Direction:
Please put the stretch of lines from the one containing "Place one keypoint on each instance of the dark" through the end into a Markdown table with the columns Row and Line, numbering each row and leaving out any blank lines.
______________________________
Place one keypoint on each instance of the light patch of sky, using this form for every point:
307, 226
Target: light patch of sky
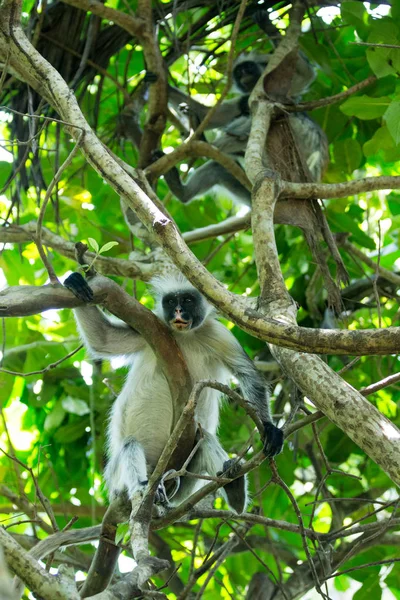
380, 11
328, 13
126, 564
51, 315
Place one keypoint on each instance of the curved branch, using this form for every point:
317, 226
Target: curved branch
18, 234
338, 190
307, 106
198, 149
31, 67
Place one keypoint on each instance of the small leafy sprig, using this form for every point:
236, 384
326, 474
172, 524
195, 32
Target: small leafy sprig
92, 242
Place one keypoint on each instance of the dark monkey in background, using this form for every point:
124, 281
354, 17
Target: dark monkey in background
141, 417
232, 119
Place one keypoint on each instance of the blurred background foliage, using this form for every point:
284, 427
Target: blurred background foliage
54, 419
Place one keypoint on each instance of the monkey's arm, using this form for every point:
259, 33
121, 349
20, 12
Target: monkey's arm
102, 338
224, 114
254, 388
202, 180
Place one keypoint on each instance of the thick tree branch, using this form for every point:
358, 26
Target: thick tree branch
343, 405
19, 234
32, 68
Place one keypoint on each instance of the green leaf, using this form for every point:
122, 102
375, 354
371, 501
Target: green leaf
392, 119
370, 589
75, 406
55, 417
347, 154
393, 201
107, 246
365, 107
381, 140
93, 244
______________________________
Response to the exercise:
| Row | Line |
|---|---|
| 1 | Place one keypoint on each instance of the dark monkey in background, using this form for every point: |
| 2 | 124, 281 |
| 3 | 354, 17 |
| 4 | Target: dark monkey in background |
| 5 | 141, 417 |
| 6 | 232, 119 |
| 7 | Place one keypoint on each instance of the blurred background foliage, using this form for every point: |
| 8 | 284, 427 |
| 9 | Target: blurred background foliage |
| 10 | 54, 419 |
| 11 | Place one keypoint on each instance of the monkey's arm, using this form for every point: |
| 12 | 259, 33 |
| 13 | 121, 349 |
| 14 | 20, 12 |
| 15 | Target: monkey's arm |
| 16 | 102, 338 |
| 17 | 224, 114 |
| 18 | 254, 388 |
| 19 | 202, 180 |
| 20 | Place one keypoint on each instance of the thick tree branch, using this form for every point: |
| 21 | 358, 26 |
| 22 | Target: thick tree branch |
| 23 | 343, 405 |
| 24 | 19, 234 |
| 25 | 32, 68 |
| 26 | Place one keypoint on each instance of the green leaf, using this form for every point: |
| 27 | 122, 102 |
| 28 | 375, 354 |
| 29 | 371, 501 |
| 30 | Target: green leaf |
| 31 | 392, 119 |
| 32 | 370, 589 |
| 33 | 75, 406 |
| 34 | 55, 417 |
| 35 | 347, 154 |
| 36 | 393, 201 |
| 37 | 107, 246 |
| 38 | 365, 107 |
| 39 | 381, 140 |
| 40 | 93, 244 |